PROBLEM DESCRIPTION :: Display every line of the material in which the word "instance" appears.

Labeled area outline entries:
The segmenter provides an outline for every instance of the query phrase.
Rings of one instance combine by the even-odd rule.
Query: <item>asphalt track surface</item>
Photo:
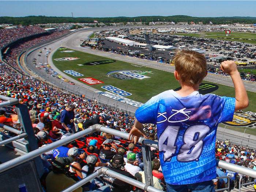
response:
[[[181,27],[181,26],[172,26],[172,27],[174,27],[175,26],[176,27]],[[152,26],[150,27],[152,27]],[[155,27],[156,26],[154,27]],[[120,29],[121,28],[127,28],[127,27],[117,27],[115,29]],[[229,28],[235,27],[230,27]],[[39,76],[45,79],[49,83],[51,83],[53,84],[54,84],[56,86],[61,88],[64,89],[64,90],[68,90],[69,91],[78,94],[79,95],[84,94],[86,95],[86,97],[91,99],[94,98],[96,98],[97,101],[100,101],[101,103],[107,104],[108,106],[112,106],[114,109],[118,110],[123,110],[124,111],[126,111],[128,113],[129,112],[130,112],[131,114],[133,114],[138,108],[138,107],[128,105],[127,103],[117,102],[116,100],[99,95],[98,94],[95,92],[95,91],[97,91],[98,90],[97,90],[91,87],[86,84],[81,82],[76,81],[75,79],[72,80],[72,81],[76,83],[76,84],[73,85],[71,85],[69,83],[66,82],[63,80],[56,79],[45,73],[44,68],[43,68],[41,70],[38,69],[32,63],[32,60],[33,58],[35,58],[37,59],[37,63],[38,65],[39,65],[39,62],[42,62],[43,64],[44,64],[45,63],[47,63],[50,65],[52,68],[58,74],[60,74],[64,77],[70,80],[70,77],[66,75],[63,72],[60,71],[54,66],[52,60],[52,56],[54,52],[60,47],[64,47],[74,50],[105,57],[113,59],[120,60],[136,64],[145,66],[170,72],[173,72],[174,71],[174,67],[172,65],[163,64],[155,61],[149,61],[145,60],[118,55],[80,46],[80,45],[82,42],[80,39],[85,40],[87,39],[88,37],[96,30],[102,30],[110,28],[108,27],[106,28],[91,29],[86,30],[78,30],[64,38],[58,40],[49,45],[42,46],[37,49],[35,48],[34,49],[34,51],[31,53],[27,57],[27,63],[28,67],[32,71],[33,71],[34,73],[36,73],[36,74],[34,76]],[[48,57],[46,57],[45,56],[45,53],[46,53],[46,51],[45,50],[42,50],[43,48],[45,47],[47,48],[46,50],[49,50],[51,52],[48,54]],[[50,48],[51,50],[49,50],[49,48]],[[39,50],[42,50],[43,53],[39,53]],[[26,53],[26,54],[27,53]],[[38,56],[38,54],[41,54],[41,56]],[[224,85],[234,87],[232,80],[230,77],[208,73],[204,78],[204,80],[214,83],[216,83]],[[244,82],[244,83],[246,90],[255,92],[256,92],[256,84],[252,82]],[[223,138],[223,140],[228,139],[230,139],[233,143],[241,144],[241,140],[242,139],[242,133],[227,128],[225,130],[223,135],[223,129],[224,128],[223,128],[218,127],[217,132],[217,139],[221,139],[222,138]],[[249,139],[250,142],[248,143],[247,143],[246,141],[246,139],[246,139],[247,137],[247,135],[245,134],[244,137],[244,139],[242,143],[243,146],[248,144],[249,143],[249,146],[256,148],[256,136],[251,135]]]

SOLUTION FOR THIS EXERCISE ::
The segmenter provides an outline for every instance of the query phrase.
Rings of one instance combine by the even-odd rule.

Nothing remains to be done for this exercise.